- TASKS TO CARRY OUT -
A – Duplicate the stretch of the KfW municipal survey press release from "Cities, municipalities and rural districts are also" through "pressure on budgets.".
B – In the KfW municipal survey press release, what share of the treasuries expect rising social benefit payouts?
C – Take the KfW municipal survey press release further, continuing from the point where it stops.

- SELECTED TEXT -
---*---

KfW municipal survey: Slump in revenues expected, investment under pressure
Press Release from 2020-05-13 / Group
- 90% of cities, municipalities and rural districts are pessimistic about their budget situation
- Falling revenues and rising expenditures are reducing financial scope
- One in three municipalities to cut back investment
A new survey of 200 municipalities conducted as part of the KfW Municipal Panel 2020 has revealed that the coronavirus crisis will mark a sharp turning point in the positive development of the budgets of cities, municipalities and rural districts in the past years. Instead of budget surpluses and falling debt levels, most local governments now expect falling revenues, rising expenditures and a renewed increase in debt levels. Ninety per cent of the municipal treasurers surveyed hold a pessimistic view of the current year, and eight in ten municipalities expect their budget situation to deteriorate in 2021 as well.
The current survey of the impact of the coronavirus pandemic on the budgetary situation is not representative but provides a robust impression of how municipalities are being affected. On the revenues side, 42 % of municipalities expect a sharp drop while a further 53 % predict a gradual decline in revenues. This is primarily due to decreasing tax revenues, which 63 % of municipal budget directors are forecasting. The treasuries believe the current crisis will have significant effects beyond the current year. One fourth expect revenues to decrease noticeably in 2021 as well.
Cities, municipalities and rural districts are also pessimistic about the expenditure side. Half of them predict rising expenditures not just for 2020 but also for the following years in all relevant expenditure categories except investment. Around 70 % of the treasuries expect rising social benefit payouts. Treasurers believe rising expenditure on materials, equipment and staff will put substantial pressure on budgets.

---*---

- EXTRACTED MATERIAL -
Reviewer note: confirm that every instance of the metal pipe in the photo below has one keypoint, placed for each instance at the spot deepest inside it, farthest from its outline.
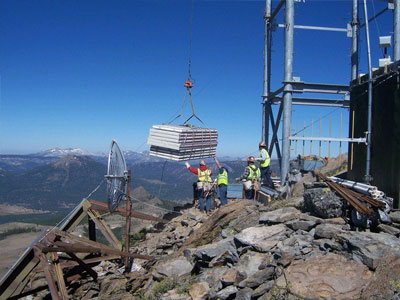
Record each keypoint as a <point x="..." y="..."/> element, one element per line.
<point x="396" y="30"/>
<point x="354" y="46"/>
<point x="267" y="71"/>
<point x="287" y="94"/>
<point x="368" y="177"/>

---*---

- RESULTS OF THE TASKS -
A –
Cities, municipalities and rural districts are also pessimistic about the expenditure side. Half of them predict rising expenditures not just for 2020 but also for the following years in all relevant expenditure categories except investment. Around 70 % of the treasuries expect rising social benefit payouts. Treasurers believe rising expenditure on materials, equipment and staff will put substantial pressure on budgets.

B – Around 70 % of the treasuries.

C –
According to the KfW survey, around one in four municipalities are responding to the situation with short-term spending freezes, and one third are preparing supplementary budgets in order to address the financial consequences of the coronavirus crisis. This is likely to drive a similar share of municipalities into higher debt. Most municipalities (63 % of survey respondents) also expect to put budget consolidation plans in place.
In total, one in three municipalities assume that their investment expenditure this year will decrease or plummet. This view is no different in the medium-term outlook from 2021 either. Municipalities already had considerable problems realising investments to the necessary extent in the past. Evidence of this is the high backlog of municipal investments which KfW Research and the German Institute for Urban Affairs identifies annually in the KfW Municipal Panel. In the year 2018 it was EUR 138 billion. The current analysis for the year 2019 is ongoing and will be available in June.
“Municipalities already had high investment requirements before the coronavirus crisis”, said Dr Fritzi Köhler-Geib, Chief Economist of KfW. “We face a catastrophic prospect if their budgetary scope now shrinks and investments are therefore put on hold. Germany needs public investment in modern infrastructure in order to overcome the consequences of the crisis and as a prerequisite for maintaining the country’s prosperity. Adapting the infrastructure to climate and demographic change alone is a Herculean task.”
What gives reason to hope is that even so, 26 % of municipalities expect rising investment to be possible in the coming years if policymakers can put in place support measures for municipalities – above all by reducing financial burdens, something that 49 % regard as necessary to overcome the crisis. Every second municipalities expect a shift of investments within budgets in favour of "system-relevant" areas such as healthcare and disaster control in the municipalities.
Details about the database:
For the current analysis, the German Institute for Urban Affairs surveyed municipalities on behalf of KfW Research between 23 and 30 April 2020 on the impact of the coronavirus crisis on their budget policy. At the end of May 2020, 200 participants from municipal treasuries completed the questionnaire. Of the participating municipalities, 69 % were towns and municipalities belonging to a district, 11 % were cities with district status and 20 % were rural districts. The majority of 32 % were southern German municipalities of Bavaria and Baden-Württemberg, while 15 - 20 % each were municipalities of other federal states. Most towns have between 5,000 and 20,000 inhabitants. The survey is therefore not statistically representative, but it does reflect a robust picture of how municipalities are being affected.